• [PROBLEMS AND TASKS]
• a. Rewrite the passage on disruption in the printing industry below, beginning at the words "There are whole" and stopping after "Boston in 2018.", with "BTA-style channel" replaced by "dealer channel".
• b. Carry the passage on disruption in the printing industry below forward, picking up after its final sentence.

• [EXCERPT TO READ]
--

The last part must be emphasised because it’s so important for my friends in the imaging channel space: “For the innovator has enemies those who have done well under the old conditions, and lukewarm defenders in those who may do well under the new.”

It’s those lukewarm defenders that really impede the innovation of an industry in disruption.

Over the last year, we’ve seen the world, in this pandemic shift to a remote workforce. When that shift happened, for the very first time in our industry’s history, our customers became aware that print equipment isn’t quite as important as they thought it might have been.

And it’s in that awareness that sparks innovation. Not only innovation from within but innovation from without.

Any time your customers decide to take a different path, the industry has to be on that path with them or they will, in fact, collapse.

The Automobile and the Horse

Feeling Disrupted? There's More AheadThe automobile was invented in the late 1800s. It took a long time to get that automobile up and running and going before it was filling up the streets.

But you know what? What if this happened? Imagine, if you will with me, that in the early 1900s, there was a horse pandemic and all the horses had to be quarantined. And despite all the horses that had to be quarantined the people still had to get from point A to point B. But they didn’t have the horse anymore. The automobile was there. Maybe they were procrastinating over that automobile. Maybe they didn’t have the money to buy that automobile. But they’re forced into it. They got to do it. They buy the automobile.

And let’s just say a year later, the pandemic for the horses is over and all the horses are released from the barns. Do we honestly believe, that the people that got the car are going to trade that car in and get back on their horse?

Ladies and gentlemen, that’s where our industry is today.

Our users, for the very first time, have gotten an awareness—not that they don’t need to print as much—but an awareness that there are other ways to do business without printing the page. Think about that.

How many applications have been moved to the cloud? How many people are moving documents between each other and keeping them behind glass? More and more. Feeling Disrupted? There’s More Ahead

A4 Revolution

We talk about workflows in our industries. You know what? The biggest disruption to workflow is simple. It’s to have to stop and scan something or print it. That’s a disruption to workflow. People try to eliminate disruptions.

I’m not saying that we’re never going to print anymore. I’m not saying that you’re not going to put supplies in those printers. But what I’m saying is this: the volumes are going to decline. They’re going to decline massively. Not only are the volumes going to decline, but the way we deliver the equipment to the end-user is going to change and it’s going to change drastically.

There are whole industries out there built around delivering the big A3 copy machines to end-users. A whole industry. We call it the BTA-style channel.

Delivering A3 devices to end-users in offices, where the offices are closed, or the offices aren’t going to have as many people, is probably not a reality in the very, very near future.

But the A4 MFP is. There should be tremendous growth in the A4 MFP. That’s why I started the A4 revolution with my friends at Lexmark in Boston in 2018.

As I looked at the data in 2018, I saw the massive declines that are already happening—as I realized there were millions of A3 devices in the marketplace that were producing volumes of less than 5,000 pages a month. I know we are really overselling this commodity as an industry.

And the end-users would soon be aware that they don’t need to be oversold and they would buy an A4. Well guess what: that A4 revolution is on fire. Everybody’s talking about A4. They’re talking about A4 because they realize just like the end-users that the future of A3 isn’t really promising.

--

Saved entries:
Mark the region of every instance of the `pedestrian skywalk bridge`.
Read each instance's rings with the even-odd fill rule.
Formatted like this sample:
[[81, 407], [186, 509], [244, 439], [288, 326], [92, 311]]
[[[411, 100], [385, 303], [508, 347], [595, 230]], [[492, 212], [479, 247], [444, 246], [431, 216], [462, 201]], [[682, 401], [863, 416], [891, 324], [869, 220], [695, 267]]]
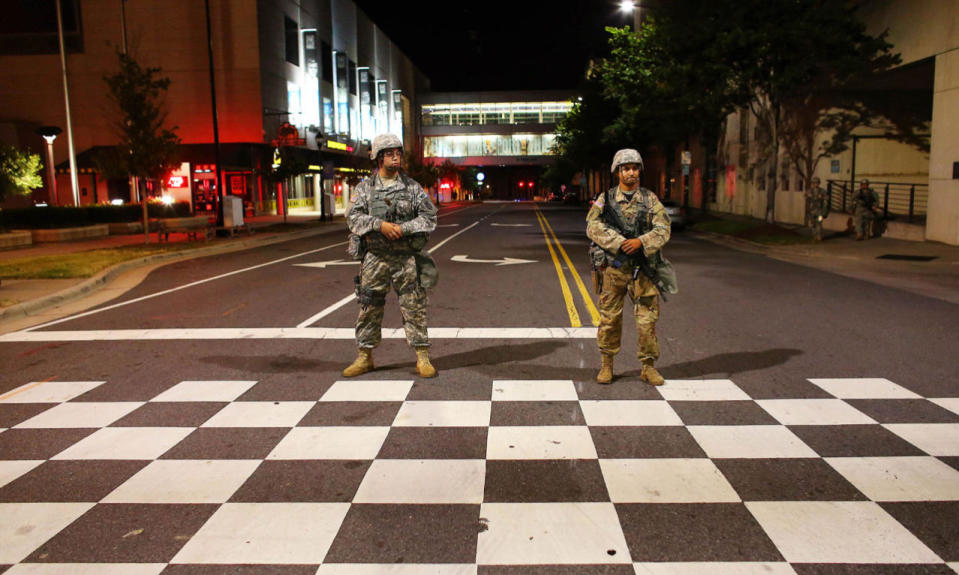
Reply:
[[959, 570], [959, 398], [885, 379], [125, 384], [0, 396], [0, 572]]

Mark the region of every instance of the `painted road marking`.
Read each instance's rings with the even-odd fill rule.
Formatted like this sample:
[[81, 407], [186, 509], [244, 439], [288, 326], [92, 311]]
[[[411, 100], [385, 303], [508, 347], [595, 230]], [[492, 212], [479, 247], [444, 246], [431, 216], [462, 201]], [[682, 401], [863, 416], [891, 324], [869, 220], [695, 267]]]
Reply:
[[463, 262], [463, 263], [470, 263], [470, 264], [496, 264], [498, 266], [511, 266], [514, 264], [535, 264], [536, 263], [536, 260], [521, 260], [518, 258], [507, 258], [507, 257], [504, 257], [503, 259], [500, 259], [500, 260], [473, 260], [473, 259], [470, 259], [469, 256], [465, 256], [465, 255], [453, 256], [450, 259], [453, 260], [454, 262]]
[[539, 227], [543, 230], [543, 239], [546, 240], [546, 247], [549, 248], [549, 255], [553, 258], [553, 265], [556, 267], [556, 277], [559, 278], [559, 287], [563, 290], [563, 299], [566, 301], [566, 313], [569, 314], [569, 324], [572, 327], [581, 327], [583, 322], [579, 320], [579, 312], [576, 311], [576, 304], [573, 303], [573, 294], [569, 291], [569, 284], [566, 283], [566, 275], [563, 274], [563, 266], [559, 263], [559, 258], [556, 257], [556, 251], [553, 250], [553, 244], [549, 239], [549, 234], [546, 233], [546, 226], [543, 225], [543, 216], [539, 213], [539, 210], [536, 210], [536, 220], [539, 222]]
[[[595, 327], [431, 327], [430, 339], [596, 339]], [[0, 343], [43, 341], [144, 341], [217, 339], [352, 340], [353, 328], [176, 328], [77, 331], [17, 331], [0, 335]], [[403, 328], [383, 329], [384, 339], [406, 339]]]
[[586, 285], [583, 284], [582, 278], [579, 277], [579, 272], [576, 270], [576, 266], [574, 266], [572, 260], [569, 259], [569, 255], [566, 253], [566, 249], [563, 248], [563, 244], [559, 243], [559, 238], [556, 237], [556, 232], [553, 231], [553, 226], [549, 225], [549, 220], [546, 219], [546, 214], [542, 213], [539, 207], [536, 208], [536, 212], [542, 216], [543, 223], [546, 224], [546, 229], [548, 229], [550, 235], [553, 236], [553, 241], [556, 243], [559, 253], [563, 255], [563, 260], [566, 261], [567, 269], [569, 269], [569, 273], [573, 276], [573, 281], [576, 283], [577, 289], [579, 289], [579, 295], [583, 298], [583, 303], [586, 305], [586, 310], [589, 312], [589, 317], [593, 321], [593, 325], [599, 325], [599, 310], [596, 309], [596, 305], [593, 303], [593, 297], [589, 295], [589, 290], [586, 289]]
[[330, 260], [327, 262], [313, 262], [311, 264], [293, 264], [295, 266], [303, 266], [305, 268], [320, 268], [324, 269], [326, 266], [358, 266], [360, 262], [357, 261], [343, 261], [343, 260]]

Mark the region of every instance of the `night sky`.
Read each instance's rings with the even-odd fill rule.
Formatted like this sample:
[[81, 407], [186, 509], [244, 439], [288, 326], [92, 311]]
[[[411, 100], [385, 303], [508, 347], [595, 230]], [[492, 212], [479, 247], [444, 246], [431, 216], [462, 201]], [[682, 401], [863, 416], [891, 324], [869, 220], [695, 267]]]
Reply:
[[616, 0], [356, 0], [436, 92], [576, 88], [605, 52]]

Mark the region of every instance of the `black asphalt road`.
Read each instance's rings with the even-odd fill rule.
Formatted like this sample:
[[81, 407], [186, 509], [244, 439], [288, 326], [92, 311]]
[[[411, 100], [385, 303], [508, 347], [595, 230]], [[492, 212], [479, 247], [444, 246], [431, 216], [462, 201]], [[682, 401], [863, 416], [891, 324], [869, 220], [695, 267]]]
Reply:
[[[584, 208], [501, 203], [444, 210], [429, 246], [439, 246], [433, 255], [441, 274], [431, 295], [431, 327], [574, 325], [537, 210], [589, 286]], [[41, 331], [293, 328], [352, 293], [355, 265], [298, 265], [345, 260], [344, 240], [345, 230], [334, 229], [164, 266], [102, 306], [110, 309]], [[590, 309], [562, 254], [554, 252], [576, 314], [589, 327]], [[956, 305], [684, 233], [673, 237], [666, 254], [680, 283], [680, 293], [662, 306], [658, 326], [659, 366], [667, 378], [730, 378], [753, 398], [820, 397], [806, 379], [829, 377], [883, 377], [925, 397], [954, 395]], [[454, 256], [534, 262], [498, 266]], [[113, 307], [122, 302], [132, 303]], [[400, 327], [395, 296], [387, 305], [385, 327]], [[351, 301], [308, 325], [350, 328], [355, 315]], [[602, 397], [642, 385], [629, 351], [635, 329], [628, 321], [626, 326], [619, 385], [598, 390]], [[293, 389], [328, 385], [353, 355], [353, 343], [342, 339], [0, 343], [0, 392], [46, 379], [105, 380], [130, 399], [194, 379], [266, 380], [276, 390]], [[441, 373], [428, 385], [458, 386], [464, 398], [490, 378], [573, 379], [588, 386], [598, 362], [593, 340], [573, 338], [437, 339], [433, 355]], [[413, 373], [413, 354], [403, 340], [384, 340], [376, 362], [376, 378]]]

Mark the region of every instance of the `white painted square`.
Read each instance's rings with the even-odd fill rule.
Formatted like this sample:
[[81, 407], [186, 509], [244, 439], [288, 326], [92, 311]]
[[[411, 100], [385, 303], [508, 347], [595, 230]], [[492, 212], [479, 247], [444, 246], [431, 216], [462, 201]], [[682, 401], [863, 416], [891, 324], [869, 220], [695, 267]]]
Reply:
[[709, 459], [600, 459], [613, 503], [736, 503]]
[[571, 379], [499, 380], [493, 382], [493, 401], [576, 401]]
[[99, 387], [105, 381], [33, 381], [0, 395], [0, 403], [61, 403]]
[[882, 377], [810, 379], [809, 381], [839, 399], [917, 399], [921, 397]]
[[374, 459], [389, 427], [294, 427], [267, 459]]
[[631, 562], [612, 503], [484, 503], [480, 517], [479, 565]]
[[413, 388], [413, 380], [337, 381], [326, 390], [320, 401], [403, 401]]
[[43, 459], [0, 461], [0, 487], [10, 483], [21, 475], [29, 473], [34, 467], [37, 467], [43, 462]]
[[690, 425], [686, 429], [711, 458], [819, 457], [780, 425]]
[[18, 563], [95, 503], [0, 503], [0, 564]]
[[959, 414], [959, 397], [936, 397], [929, 401], [955, 414]]
[[[430, 337], [433, 337], [432, 333]], [[476, 565], [458, 565], [455, 563], [324, 563], [320, 565], [316, 575], [476, 575]]]
[[20, 563], [4, 575], [159, 575], [166, 563]]
[[657, 388], [669, 401], [739, 401], [751, 399], [729, 379], [670, 379]]
[[490, 427], [486, 459], [596, 459], [589, 428], [576, 425]]
[[876, 420], [841, 399], [758, 399], [783, 425], [866, 425]]
[[633, 563], [636, 575], [796, 575], [789, 563]]
[[873, 501], [959, 501], [959, 470], [935, 457], [827, 457]]
[[959, 455], [959, 423], [887, 423], [883, 427], [929, 455]]
[[150, 401], [234, 401], [255, 381], [181, 381]]
[[683, 420], [662, 400], [580, 401], [586, 424], [599, 426], [682, 425]]
[[349, 503], [225, 503], [170, 563], [323, 562]]
[[314, 405], [313, 401], [237, 401], [202, 427], [295, 427]]
[[51, 459], [156, 459], [193, 432], [192, 427], [105, 427]]
[[872, 501], [747, 501], [790, 563], [941, 563]]
[[353, 503], [482, 503], [482, 459], [377, 459]]
[[394, 427], [487, 427], [488, 401], [407, 401], [400, 406]]
[[19, 423], [16, 428], [106, 427], [141, 405], [142, 401], [61, 403]]
[[104, 503], [223, 503], [259, 460], [154, 461], [107, 495]]

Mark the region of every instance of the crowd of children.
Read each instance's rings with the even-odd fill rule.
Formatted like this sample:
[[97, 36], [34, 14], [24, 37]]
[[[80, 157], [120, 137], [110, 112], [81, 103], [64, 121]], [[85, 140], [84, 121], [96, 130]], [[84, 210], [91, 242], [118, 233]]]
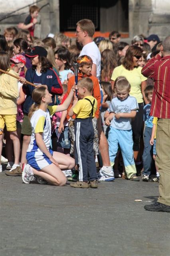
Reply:
[[[100, 55], [94, 62], [93, 56], [84, 54], [85, 46], [81, 52], [79, 40], [76, 45], [61, 34], [34, 37], [39, 11], [31, 6], [18, 25], [21, 31], [8, 28], [0, 35], [0, 68], [20, 77], [0, 72], [0, 160], [7, 162], [6, 174], [22, 176], [26, 183], [63, 186], [67, 178], [76, 182], [71, 187], [96, 188], [98, 181], [122, 176], [139, 181], [142, 170], [142, 181], [158, 182], [157, 120], [150, 115], [153, 82], [141, 73], [150, 53], [158, 52], [156, 44], [151, 51], [140, 35], [129, 46], [120, 42], [117, 31], [109, 40], [95, 38], [100, 73]], [[83, 32], [77, 30], [76, 35]], [[96, 49], [94, 42], [89, 44]], [[99, 126], [108, 141], [111, 168], [104, 178], [97, 173], [102, 167]]]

--

• [RESPONSES IN ORDER]
• a.
There are whole industries out there built around delivering the big A3 copy machines to end-users. A whole industry. We call it the dealer channel.

Delivering A3 devices to end-users in offices, where the offices are closed, or the offices aren’t going to have as many people, is probably not a reality in the very, very near future.

But the A4 MFP is. There should be tremendous growth in the A4 MFP. That’s why I started the A4 revolution with my friends at Lexmark in Boston in 2018.

• b.
There are still some manufacturers out there that continue to talk about how they’re going to disrupt a $55 billion, A3 industry. I think that’s a delusion. The consolidation of the manufacturers has to happen. Feeling disrupted? There’s more ahead.

Work from Home

When it comes to working from home, the remote worker is making a big impact which is making our industry appear to be totally insane from the outsiders looking in.

Let me clarify. People have had printers in their houses for decades; since the printer was invented. Maybe it took a few years before we put them in our houses, but printers have been in people’s houses for a long, long time. People have been printing in their houses for a long, long time.

But people don’t print a lot in their houses. Sure, there are some “one-offs” with kids at home printing all kinds of stuff but that’ll change too.

Look at the workflows. Look at the person in their home that’s working for a company and ask yourself what are they printing and why are they printing it?

Do we really believe that this pandemic crisis caused these workers all this anguish: sitting in their home offices and scratching their heads asking, “I wish I could print, I wish I had a better color MFP. Oh, I need to scan all these documents.” They’re not saying that because they haven’t been saying that for the last decade, at least.

The work from home movement is nothing new. In 2017, I wrote about it in an article titled “Don’t Let Amazon Have All the Fun.” I was warning my friends that if you deliver equipment to businesses all over the world that you better start talking to those businesses and asking those businesses what their strategy is for the remote worker of the future. I wish a lot of them would have taken that advice because here we are in a global pandemic and the remote worker is a massive reality.

I was talking to a couple of executives of manufacturing companies, and they were trying to focus and try to figure out how many people were going to stay home versus how many people were going to stay in the office. Folks, that’s not the argument our channel needs to have. That’s not the argument it’s going to determine how we’re going to sell or what we’re going to sell.

The argument we need to be paying attention to is: if an organization puts 5% of their people at home, or if an organization puts 90% of their people at home, what the organization is going to do, it’s going to change its processes to accommodate remote workers. It’s not about their home. It’s about a remote workforce.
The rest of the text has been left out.